* Extract *
=== Begin Enclosure ===
French Army officer and diplomat (1755–1825)

Divisional-General Gabriel-Marie-Théodore-Joseph, comte d'Hédouville (27 July 1755 – 30 March 1825) was a French Army officer and diplomat.

==Life==

===Early life===
A student at the royal collège at La Flèche, he became a lieutenant in 1788 and rose to adjutant-general and lieutenant-colonel in 1792. He fought at the Battle of Valmy on 20 September 1792 and was made general de brigade and chief of staff to the Army of Moselle the following March. He then distinguished himself at the Battle of Kaiserslautern. However, he was then suspended and imprisoned as a noble and thus as a suspect, but was freed on 9 Thermidor year II (27 July 1794), brought back into the army at the rank of general of brigade and sent to the Army of the Coasts of Cherbourg (then at Brest). He became general of division in November 1795 and the Cherbourg army's chief of staff in January 1795, under Lazare Hoche. Under Hoche's orders he carried out a policy of pacification and appeasement in the west, which had revolted against the Republican regime.

He temporarily commanded the Army of the Coasts of the Ocean in place of Hoche from 10 July to mid-August 1796.

===Saint-Domingue===

He served on Saint-Domingue in 1798, where he had been sent as governor during Sonthonax's second commission. He encouraged the dissension between André Rigaud and Toussaint Louverture which helped to fuel the War of Knives.
=== End Enclosure ===
* Collected data *
=== Begin Enclosure ===
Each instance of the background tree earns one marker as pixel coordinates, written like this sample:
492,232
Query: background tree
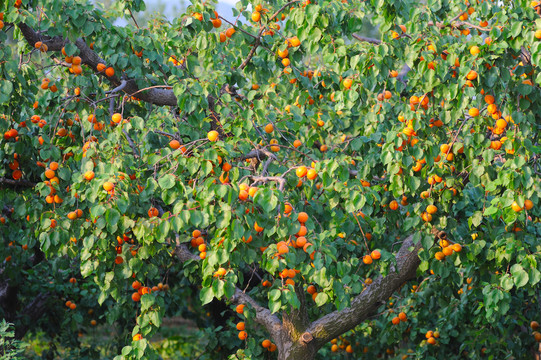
367,197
=== End Enclosure ===
* Exercise set *
A. According to the text on d'Hédouville, which battle did he fight in on 20 September 1792?
B. Rewrite the paragraph of the d'Hédouville text that begins "A student at the royal collège at La Flèche" as a short list, keeping its main facts.
C. Write a continuation of the d'Hédouville text, starting after its final sentence.

* Answers for this exercise *
A. The Battle of Valmy.

B.
- Studied at the royal collège at La Flèche.
- Became a lieutenant in 1788, then adjutant-general and lieutenant-colonel in 1792.
- Fought at the Battle of Valmy on 20 September 1792.
- The following March, became general de brigade and chief of staff to the Army of Moselle.
- Distinguished himself at the Battle of Kaiserslautern.
- Was suspended and imprisoned as a noble and suspect.
- Was freed on 9 Thermidor year II (27 July 1794), restored as general of brigade and sent to the Army of the Coasts of Cherbourg (then at Brest).
- Became general of division in November 1795 and the Cherbourg army's chief of staff in January 1795, under Lazare Hoche.
- Under Hoche's orders, pursued pacification and appeasement in the west, which had revolted against the Republican regime.

C.
Toussaint's military leadership during the Haitian Revolution resulted in the rebellious slaves gaining the upper hand and restoring most of Saint-Domingue to France. Now that he ruled the island, Toussaint did not wish to surrender power to France and continued to effectively rule the country autonomously. Hédouville was one of the rivals to power whom Toussaint had to overcome. Hédouville was eventually forced to flee. However, before he left, he released André Rigaud from Toussaint's leadership.

===Consulate to Restoration===

Following his return from Saint-Domingue, Hédouville was appointed as commander-in-chief of the Army of England on 15 November 1799 before replacing Hoche as commander-in-chief of the Army of the West on 16 January 1800. In the role, Hédouville again negotiated a peace settlement with French royalists and was appointed as the French Consulate's minister plenipotentiary at Saint Petersburg from 1801 to 1804, when Alexander I of Russia broke relations with France. Hédouville left Saint Petersburg on 7 June 1804, and 1 February 1805 he became a member of the Sénat conservateur and was ennobled as a Count of the Empire. A monarchist at heart, he enthusiastically supported the Bourbon Restoration in France in 1814.